▶ [EXTRAIT DU DOCUMENT]:
.....
Avec Berdine Nusselder, conversation autour de la pièce de Sartre La Putain respectueuse. Il est question que Berdine ait à jouer le rôle de Lizzie. On s’interroge sur l’usage des mots racistes dans la pièce. La pièce de Sartre, on le sait, dénonce catégoriquement le racisme américain des années 40. (La pièce est écrite en 1947). La dénonciation est sans ambiguïté. Mais, à maintes reprises, Sartre se sert du mot « nègre », et, dans sa structure, la pièce réduit le rôle du « nègre » à une persécution par le complot des blancs. Si l’actrice joue au mieux Lizzie prononçant le mot « nègre », ne risque-t-elle pas d’apporter un peu de légitimité à l’insulte raciste ? L’inquiétude qu’on peut avoir est fondée. Chaque fois que l’on donne corps à une insulte raciste même dans un contexte de dénonciation du racisme, ne ravive-t-on pas malgré soi la charge d’humiliation que le mot contient ? Qui refuse le mot lui suppose quand même une proximité mentale avec la chose. En disant le mot « nègre », même dans le cadre d’une pièce visiblement antiraciste, même comme élément du langage d’un raciste affiché, ne fait-on pas naître, quoi qu’on en dise, le spectre de ce qu’on récuse ?
Jean-Marie Piemme, Accents toniques 2 et Accents toniques 3, 2017-2021. (Inédits)
.....
▶ [CONSIGNE A]:
Réécris toute la liste de placement de points en remplaçant « cabinet door handle » par « drawer knob » sans rien modifier d'autre, et laisse les images hors de ta réponse.
La liste qui suit n'a aucun lien avec l'extrait sur la pièce de Sartre.

[Relevés de placement de points]
.....
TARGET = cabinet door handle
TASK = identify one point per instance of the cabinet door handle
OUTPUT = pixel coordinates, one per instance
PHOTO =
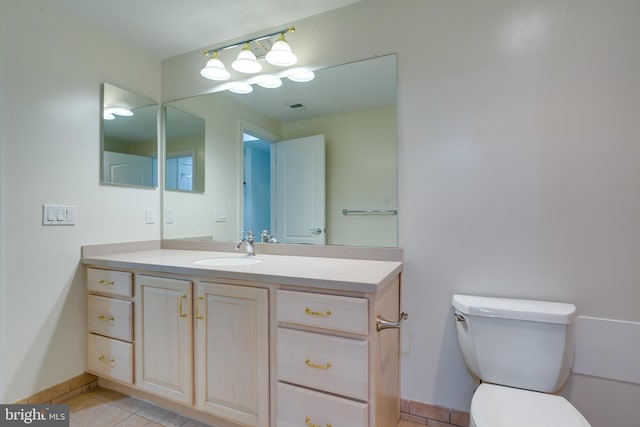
(103, 359)
(382, 323)
(313, 365)
(198, 315)
(308, 422)
(317, 313)
(182, 313)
.....
▶ [CONSIGNE B]:
Prolonge l'extrait sur la pièce de Sartre en enchaînant après sa dernière phrase.

▶ [RÉPONSE A]:
TARGET = drawer knob
TASK = identify one point per instance of the drawer knob
OUTPUT = pixel coordinates, one per instance
PHOTO =
(103, 359)
(382, 323)
(313, 365)
(198, 315)
(308, 422)
(317, 313)
(182, 313)

▶ [RÉPONSE B]:
RC
En fin d'article tu conclues avec la question: "quel type d'écriture scénique concevoir pour que les mots incriminés apparaissent non comme le vocabulaire spontané du personnage, mais comme la citation d'un discours social qui appelle le jugement du spectateur?". Je ne suis pas sûr de comprendre pourquoi il faudrait que les mots incriminés n'apparaissent pas comme vocabulaire spontané du personnage. Un propos, qu'il soit consciemment insultant ou non pour le personnage locuteur, peut être dit et le spectateur peut s'en débrouiller en décidant lui-même si le personnage est blâmable ou non, non? J'ai l'impression que c'est la résonance du mot avec la société qui appelle le jugement du spectateur, et donc dans la bouche d'un personnage, le mot peut être à la fois dans son vocabulaire et appeler au jugement, non? Un personnage raciste n'a jamais glorifié le racisme, surtout si le spectateur accepte de le critiquer. En ce sens, il me semble qu'une pièce qui ferait l'éloge d'un personnage raciste, par exemple, n'est pas un éloge du racisme si elle est vue par un public qui sait voir le terrible dans cette glorification, et ne prend pas simplement un propos raciste pour une prise de position de l'auteur. Qu'en dis-tu?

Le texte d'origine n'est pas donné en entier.